Given passage.
━━━━━━━━━━━━━━━━━━━━

# quick softbox lighting setup



## live4soccer7 (Sep 13, 2010)

I am looking for get a professional grade softbox setup for taking photographs of small items, anything from the size of a piece of grain up to the size of a cereal box. Any recommendations on boxes, lights, backdrops etc.... I will use it for green screen shots, and also for black and/white backgrounds as well.

Thanks for any input.


----------



## KmH (Sep 13, 2010)

> I am looking for get a professional grade softbox setup...


 
How much of your money can we spend on a pro setup?

A pro friend of mine shoots "anything from the size of a piece of grain up to the size of a cereal box" and has about $30,000 invested in lighting gear, including his grip gear (lighting rigging equipment). That $$$ amount doesn't include his cameras/lenses.

Will you be shooting 135 equivelent, medium, or large format?


----------



## PhotoFly (Sep 14, 2010)

Go on eBay. There are some great deals on softboxes there.


----------



## live4soccer7 (Sep 14, 2010)

Ok, well then not quite that pro. lol. I was thinking of something that will get me some really professional looking product images. I've owned an online store for quite some time now and need to upgrade the quality of that part of the business. I do a lot of pretty small items. 

I guess something between 200-500 would be acceptable for my applications. I'm looking for the best bang for my buck and didn't want to go out and just buy some kit off ebay and not know anything about it. I was hoping I could get some lighting suggestions/setups, soft box, suggested materials, and other items....

━━━━━━━━━━━━━━━━━━━━

Data shown.
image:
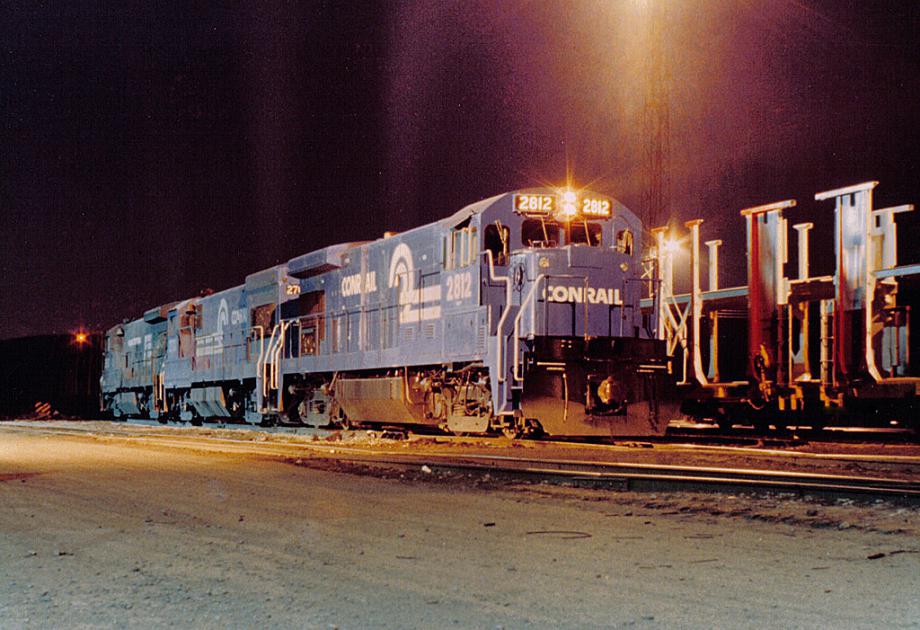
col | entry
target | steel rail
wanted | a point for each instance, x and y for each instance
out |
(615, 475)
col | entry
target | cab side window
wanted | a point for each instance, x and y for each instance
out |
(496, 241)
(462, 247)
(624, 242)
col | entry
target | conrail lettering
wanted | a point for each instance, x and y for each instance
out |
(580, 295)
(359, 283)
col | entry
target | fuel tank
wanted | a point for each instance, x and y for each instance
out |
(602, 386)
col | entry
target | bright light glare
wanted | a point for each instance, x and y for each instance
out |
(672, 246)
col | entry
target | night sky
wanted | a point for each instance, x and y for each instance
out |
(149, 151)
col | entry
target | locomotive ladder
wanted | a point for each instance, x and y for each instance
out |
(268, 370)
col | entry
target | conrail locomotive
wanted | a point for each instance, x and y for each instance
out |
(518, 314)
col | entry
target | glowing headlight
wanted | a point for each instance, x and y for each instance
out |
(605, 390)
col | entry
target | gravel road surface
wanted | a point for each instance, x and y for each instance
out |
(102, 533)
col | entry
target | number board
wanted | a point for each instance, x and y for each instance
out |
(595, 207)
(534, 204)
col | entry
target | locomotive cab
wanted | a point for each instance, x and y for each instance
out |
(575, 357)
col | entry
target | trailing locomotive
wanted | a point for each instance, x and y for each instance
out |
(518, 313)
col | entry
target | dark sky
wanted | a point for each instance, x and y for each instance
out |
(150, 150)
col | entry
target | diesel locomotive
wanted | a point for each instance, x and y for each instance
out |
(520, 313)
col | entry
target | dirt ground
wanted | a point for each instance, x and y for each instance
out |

━━━━━━━━━━━━━━━━━━━━

Problems to solve.
1) Please list the film or sensor formats that KmH asks about in the softbox lighting thread.
2) In the softbox lighting thread, how much has KmH's pro friend invested in lighting gear?
3) Carry the softbox lighting thread forward from its last post.

Responses in order.
1) 135 equivalent, medium format, large format

2) About $30,000, including grip gear but not cameras or lenses.

3)
----------



## mrmacedonian (Sep 14, 2010)

If you're doing web stuff than this should be plenty. There are 48" and 28" from just a brief search. I'm sure you could find something to fit your needs 

Smith-Victor Kit with 48" Light Tent 

Smith-Victor Kit with 28" Light Tent 

Either of those should dramatically increase the quality of your photos, unless you're already using three light sources that are properly diffused..


----------



## live4soccer7 (Sep 14, 2010)

Thanks for the info!! They look like pretty good setups. What kind of a backdrop piece would you recommend? Material type? I want several colors, but noticed they usually come in kits that way. I think a solid looking backdrop would be nice, especially for a white background and green for making a transparent background in an image editing program.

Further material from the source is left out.